▶ **Task goal**: Rewrite the data from the line containing "on the overloaded" through the end, changing "minivan" to "station wagon" and leaving everything else unchanged. Omit the pictures.

--- Start ---

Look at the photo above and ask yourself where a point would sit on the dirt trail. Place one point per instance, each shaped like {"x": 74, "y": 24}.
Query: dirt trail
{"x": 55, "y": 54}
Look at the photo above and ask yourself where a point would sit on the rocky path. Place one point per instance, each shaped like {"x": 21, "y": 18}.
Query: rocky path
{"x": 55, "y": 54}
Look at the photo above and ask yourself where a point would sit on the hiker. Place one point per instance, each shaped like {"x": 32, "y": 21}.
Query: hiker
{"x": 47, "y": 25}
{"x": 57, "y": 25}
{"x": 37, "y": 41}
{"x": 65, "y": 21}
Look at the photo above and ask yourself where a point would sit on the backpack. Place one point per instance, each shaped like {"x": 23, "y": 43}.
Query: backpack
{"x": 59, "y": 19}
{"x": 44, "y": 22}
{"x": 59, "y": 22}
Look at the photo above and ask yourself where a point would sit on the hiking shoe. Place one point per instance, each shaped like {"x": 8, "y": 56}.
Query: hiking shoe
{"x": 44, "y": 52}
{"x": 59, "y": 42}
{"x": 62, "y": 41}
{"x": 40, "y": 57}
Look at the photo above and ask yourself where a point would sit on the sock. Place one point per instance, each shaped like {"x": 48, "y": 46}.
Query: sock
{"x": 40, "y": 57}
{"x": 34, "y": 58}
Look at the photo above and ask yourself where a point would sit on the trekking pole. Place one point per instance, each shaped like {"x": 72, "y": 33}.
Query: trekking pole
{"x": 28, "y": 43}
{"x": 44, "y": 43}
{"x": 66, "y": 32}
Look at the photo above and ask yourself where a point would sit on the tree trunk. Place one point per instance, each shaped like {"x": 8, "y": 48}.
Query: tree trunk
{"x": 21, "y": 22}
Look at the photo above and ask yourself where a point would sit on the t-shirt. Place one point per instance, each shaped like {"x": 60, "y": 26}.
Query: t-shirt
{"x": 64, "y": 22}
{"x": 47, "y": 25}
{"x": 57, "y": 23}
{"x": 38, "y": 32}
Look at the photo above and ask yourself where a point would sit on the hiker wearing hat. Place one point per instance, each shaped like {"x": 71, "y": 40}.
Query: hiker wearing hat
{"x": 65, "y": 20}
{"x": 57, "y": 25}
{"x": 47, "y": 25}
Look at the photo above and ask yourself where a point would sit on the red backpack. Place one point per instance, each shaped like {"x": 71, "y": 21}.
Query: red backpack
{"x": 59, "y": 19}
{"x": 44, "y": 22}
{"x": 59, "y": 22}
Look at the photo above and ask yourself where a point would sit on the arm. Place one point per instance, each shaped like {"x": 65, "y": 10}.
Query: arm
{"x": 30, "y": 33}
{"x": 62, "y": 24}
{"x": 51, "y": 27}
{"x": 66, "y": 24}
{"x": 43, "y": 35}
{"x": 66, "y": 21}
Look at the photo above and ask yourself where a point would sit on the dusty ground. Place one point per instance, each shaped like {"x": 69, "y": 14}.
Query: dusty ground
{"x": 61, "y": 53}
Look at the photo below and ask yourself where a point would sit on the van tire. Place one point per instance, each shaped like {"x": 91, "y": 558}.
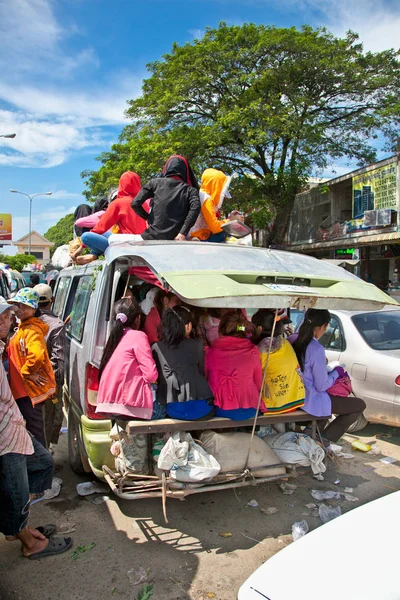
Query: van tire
{"x": 74, "y": 444}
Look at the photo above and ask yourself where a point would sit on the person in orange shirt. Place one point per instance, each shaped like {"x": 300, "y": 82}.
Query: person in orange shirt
{"x": 213, "y": 191}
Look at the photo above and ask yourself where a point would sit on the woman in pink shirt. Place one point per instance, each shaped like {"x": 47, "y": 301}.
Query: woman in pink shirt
{"x": 127, "y": 368}
{"x": 234, "y": 369}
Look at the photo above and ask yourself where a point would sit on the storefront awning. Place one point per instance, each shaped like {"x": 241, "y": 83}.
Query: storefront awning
{"x": 372, "y": 239}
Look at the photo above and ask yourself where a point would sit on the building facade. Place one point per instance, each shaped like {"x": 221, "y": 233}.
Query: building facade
{"x": 353, "y": 219}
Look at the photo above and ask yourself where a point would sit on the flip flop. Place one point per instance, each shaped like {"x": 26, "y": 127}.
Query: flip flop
{"x": 56, "y": 545}
{"x": 47, "y": 530}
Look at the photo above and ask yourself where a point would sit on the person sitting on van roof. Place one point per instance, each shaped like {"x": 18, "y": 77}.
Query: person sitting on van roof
{"x": 180, "y": 364}
{"x": 175, "y": 203}
{"x": 234, "y": 370}
{"x": 213, "y": 191}
{"x": 127, "y": 367}
{"x": 118, "y": 213}
{"x": 283, "y": 386}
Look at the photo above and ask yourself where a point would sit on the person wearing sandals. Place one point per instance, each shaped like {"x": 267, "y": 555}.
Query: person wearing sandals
{"x": 26, "y": 470}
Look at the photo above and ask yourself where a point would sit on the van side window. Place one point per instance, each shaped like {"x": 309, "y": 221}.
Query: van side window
{"x": 61, "y": 296}
{"x": 80, "y": 306}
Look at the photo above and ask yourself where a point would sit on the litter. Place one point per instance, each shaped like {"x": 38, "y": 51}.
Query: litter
{"x": 388, "y": 460}
{"x": 357, "y": 445}
{"x": 350, "y": 498}
{"x": 328, "y": 513}
{"x": 86, "y": 488}
{"x": 299, "y": 529}
{"x": 327, "y": 495}
{"x": 270, "y": 510}
{"x": 288, "y": 488}
{"x": 253, "y": 504}
{"x": 136, "y": 577}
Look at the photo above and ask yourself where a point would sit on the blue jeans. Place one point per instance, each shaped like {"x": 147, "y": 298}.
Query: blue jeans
{"x": 21, "y": 475}
{"x": 96, "y": 243}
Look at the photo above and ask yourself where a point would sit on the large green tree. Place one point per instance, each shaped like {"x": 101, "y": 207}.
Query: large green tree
{"x": 62, "y": 232}
{"x": 273, "y": 105}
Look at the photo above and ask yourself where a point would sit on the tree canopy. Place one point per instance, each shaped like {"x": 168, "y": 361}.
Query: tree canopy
{"x": 62, "y": 232}
{"x": 273, "y": 105}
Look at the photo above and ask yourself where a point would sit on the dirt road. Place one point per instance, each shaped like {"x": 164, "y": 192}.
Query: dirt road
{"x": 186, "y": 558}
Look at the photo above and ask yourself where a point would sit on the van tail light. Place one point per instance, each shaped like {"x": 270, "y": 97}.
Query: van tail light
{"x": 91, "y": 390}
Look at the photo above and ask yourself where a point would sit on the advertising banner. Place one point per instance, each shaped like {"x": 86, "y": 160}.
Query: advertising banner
{"x": 5, "y": 229}
{"x": 374, "y": 190}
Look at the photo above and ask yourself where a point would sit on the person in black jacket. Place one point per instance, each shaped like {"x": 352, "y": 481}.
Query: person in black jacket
{"x": 175, "y": 203}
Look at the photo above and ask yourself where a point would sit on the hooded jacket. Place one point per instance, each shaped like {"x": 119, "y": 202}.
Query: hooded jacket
{"x": 175, "y": 203}
{"x": 214, "y": 186}
{"x": 28, "y": 353}
{"x": 234, "y": 373}
{"x": 119, "y": 212}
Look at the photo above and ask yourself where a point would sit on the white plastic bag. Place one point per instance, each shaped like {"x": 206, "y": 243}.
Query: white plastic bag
{"x": 190, "y": 463}
{"x": 297, "y": 449}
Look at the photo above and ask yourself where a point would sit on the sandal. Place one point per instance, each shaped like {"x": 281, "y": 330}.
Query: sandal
{"x": 56, "y": 545}
{"x": 47, "y": 530}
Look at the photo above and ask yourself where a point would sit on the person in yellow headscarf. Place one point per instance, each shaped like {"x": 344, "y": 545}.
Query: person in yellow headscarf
{"x": 213, "y": 191}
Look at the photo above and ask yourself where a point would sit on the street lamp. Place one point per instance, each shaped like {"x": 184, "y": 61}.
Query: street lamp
{"x": 30, "y": 210}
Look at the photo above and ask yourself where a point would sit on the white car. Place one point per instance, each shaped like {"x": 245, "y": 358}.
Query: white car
{"x": 368, "y": 343}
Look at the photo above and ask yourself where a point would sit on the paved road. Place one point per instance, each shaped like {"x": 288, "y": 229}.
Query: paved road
{"x": 186, "y": 558}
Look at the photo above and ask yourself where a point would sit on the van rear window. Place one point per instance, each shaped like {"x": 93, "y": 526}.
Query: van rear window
{"x": 80, "y": 306}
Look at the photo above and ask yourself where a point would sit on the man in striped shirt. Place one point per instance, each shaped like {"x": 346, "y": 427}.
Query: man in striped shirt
{"x": 26, "y": 467}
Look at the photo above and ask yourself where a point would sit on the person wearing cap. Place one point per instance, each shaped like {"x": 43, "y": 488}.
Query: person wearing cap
{"x": 213, "y": 191}
{"x": 55, "y": 341}
{"x": 31, "y": 374}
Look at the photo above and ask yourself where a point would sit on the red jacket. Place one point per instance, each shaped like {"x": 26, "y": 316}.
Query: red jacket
{"x": 119, "y": 212}
{"x": 234, "y": 372}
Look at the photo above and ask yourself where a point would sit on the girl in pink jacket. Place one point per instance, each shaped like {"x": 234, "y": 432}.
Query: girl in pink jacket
{"x": 127, "y": 368}
{"x": 234, "y": 369}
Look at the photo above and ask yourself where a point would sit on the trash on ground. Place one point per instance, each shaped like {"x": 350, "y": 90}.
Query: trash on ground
{"x": 288, "y": 488}
{"x": 299, "y": 529}
{"x": 253, "y": 503}
{"x": 138, "y": 576}
{"x": 85, "y": 488}
{"x": 270, "y": 510}
{"x": 328, "y": 513}
{"x": 325, "y": 495}
{"x": 350, "y": 498}
{"x": 99, "y": 499}
{"x": 81, "y": 550}
{"x": 361, "y": 446}
{"x": 388, "y": 460}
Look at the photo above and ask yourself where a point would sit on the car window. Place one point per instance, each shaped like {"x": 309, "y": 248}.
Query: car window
{"x": 380, "y": 330}
{"x": 61, "y": 296}
{"x": 79, "y": 308}
{"x": 333, "y": 338}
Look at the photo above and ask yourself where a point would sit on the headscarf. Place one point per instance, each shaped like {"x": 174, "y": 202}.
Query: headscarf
{"x": 178, "y": 167}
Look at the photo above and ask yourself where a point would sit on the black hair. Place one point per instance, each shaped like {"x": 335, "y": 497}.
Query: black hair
{"x": 265, "y": 319}
{"x": 313, "y": 318}
{"x": 172, "y": 326}
{"x": 131, "y": 309}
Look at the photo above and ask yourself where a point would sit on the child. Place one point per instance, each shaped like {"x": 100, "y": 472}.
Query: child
{"x": 31, "y": 375}
{"x": 180, "y": 364}
{"x": 233, "y": 369}
{"x": 127, "y": 368}
{"x": 283, "y": 389}
{"x": 175, "y": 203}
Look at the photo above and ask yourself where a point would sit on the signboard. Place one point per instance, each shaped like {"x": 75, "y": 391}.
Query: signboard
{"x": 5, "y": 229}
{"x": 374, "y": 190}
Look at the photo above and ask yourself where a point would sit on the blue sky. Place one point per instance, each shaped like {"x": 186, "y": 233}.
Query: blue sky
{"x": 68, "y": 66}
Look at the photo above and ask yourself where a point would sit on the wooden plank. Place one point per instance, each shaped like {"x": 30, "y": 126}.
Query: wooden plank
{"x": 163, "y": 425}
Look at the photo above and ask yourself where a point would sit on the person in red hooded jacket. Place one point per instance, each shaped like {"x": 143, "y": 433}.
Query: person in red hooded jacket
{"x": 118, "y": 213}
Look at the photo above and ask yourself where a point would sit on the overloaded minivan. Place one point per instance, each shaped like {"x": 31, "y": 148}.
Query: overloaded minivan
{"x": 200, "y": 274}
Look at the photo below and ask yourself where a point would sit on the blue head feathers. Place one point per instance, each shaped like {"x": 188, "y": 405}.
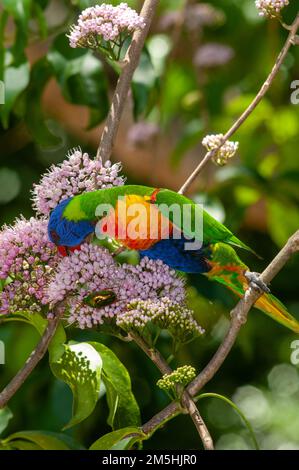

--- End ---

▶ **Task answer**:
Look at the photo above and ask yourself where a point would sit on the overloaded station wagon. Place one point per instance, each shaped like {"x": 31, "y": 148}.
Query: overloaded station wagon
{"x": 200, "y": 274}
Look at the photo below and ask yourself where a point would sit on the blue head feathers. Place one point per instance, each shaped like {"x": 188, "y": 405}.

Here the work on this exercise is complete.